TASK DATA
* * * *

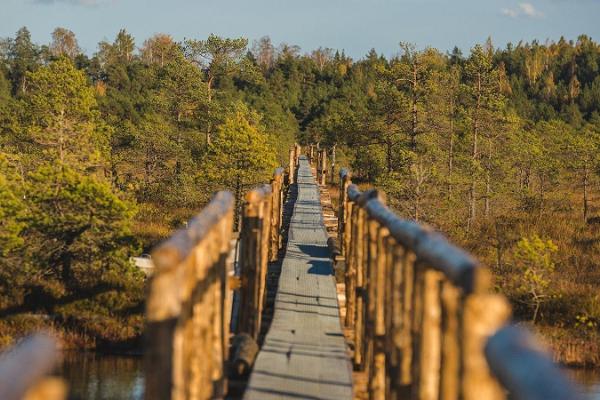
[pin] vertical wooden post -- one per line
(298, 153)
(342, 210)
(360, 290)
(405, 337)
(292, 166)
(323, 167)
(449, 385)
(333, 163)
(430, 337)
(482, 315)
(377, 296)
(275, 216)
(187, 308)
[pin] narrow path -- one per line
(304, 355)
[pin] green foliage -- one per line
(489, 147)
(533, 257)
(62, 117)
(241, 155)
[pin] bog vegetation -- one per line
(102, 156)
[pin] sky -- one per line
(354, 26)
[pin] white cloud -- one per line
(524, 9)
(510, 12)
(529, 10)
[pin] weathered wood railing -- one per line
(260, 242)
(189, 305)
(24, 370)
(424, 321)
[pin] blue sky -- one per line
(353, 25)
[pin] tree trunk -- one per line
(209, 122)
(475, 156)
(585, 193)
(415, 111)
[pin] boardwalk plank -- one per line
(304, 354)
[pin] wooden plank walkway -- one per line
(304, 354)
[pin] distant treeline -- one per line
(102, 156)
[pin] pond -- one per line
(93, 376)
(589, 380)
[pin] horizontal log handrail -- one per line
(24, 369)
(424, 320)
(187, 308)
(190, 300)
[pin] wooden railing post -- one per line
(276, 214)
(343, 209)
(254, 258)
(421, 312)
(323, 174)
(292, 166)
(187, 308)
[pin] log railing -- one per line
(423, 319)
(24, 370)
(189, 304)
(260, 239)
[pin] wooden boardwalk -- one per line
(304, 354)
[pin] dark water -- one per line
(94, 376)
(589, 381)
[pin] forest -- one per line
(103, 155)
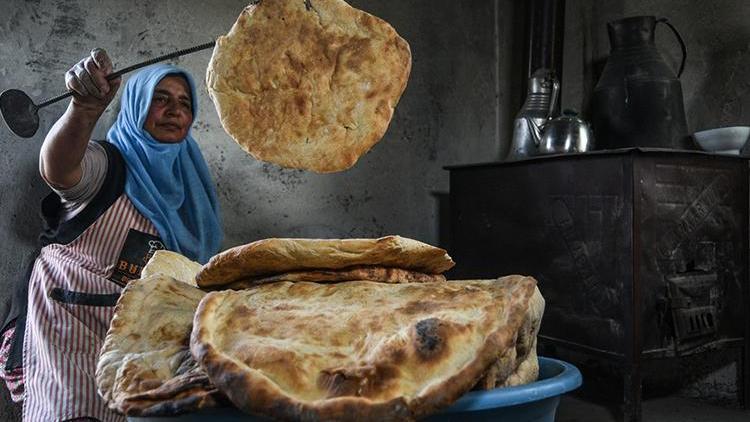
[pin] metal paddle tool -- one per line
(21, 114)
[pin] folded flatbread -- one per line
(307, 84)
(357, 350)
(518, 365)
(369, 273)
(145, 367)
(270, 257)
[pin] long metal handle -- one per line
(136, 66)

* * * *

EXERCISE AIM
Nothing but the lines from the one containing "[pin] log railing -- one per line" through the last line of the records above should appear, each repeated exactly, with no pictures.

OUTPUT FOR THIS TASK
[pin] log railing -- one per line
(423, 319)
(24, 370)
(189, 304)
(260, 239)
[pin] wooden boardwalk -- one per line
(304, 354)
[pin] dark water -- one per line
(94, 376)
(589, 381)
[pin] forest -- one per line
(103, 155)
[pin] metal paddle tool -- one per line
(21, 114)
[pin] folded flatbread -- one per line
(307, 84)
(357, 350)
(518, 365)
(369, 273)
(145, 367)
(270, 257)
[pin] long metal handle -- one per line
(136, 66)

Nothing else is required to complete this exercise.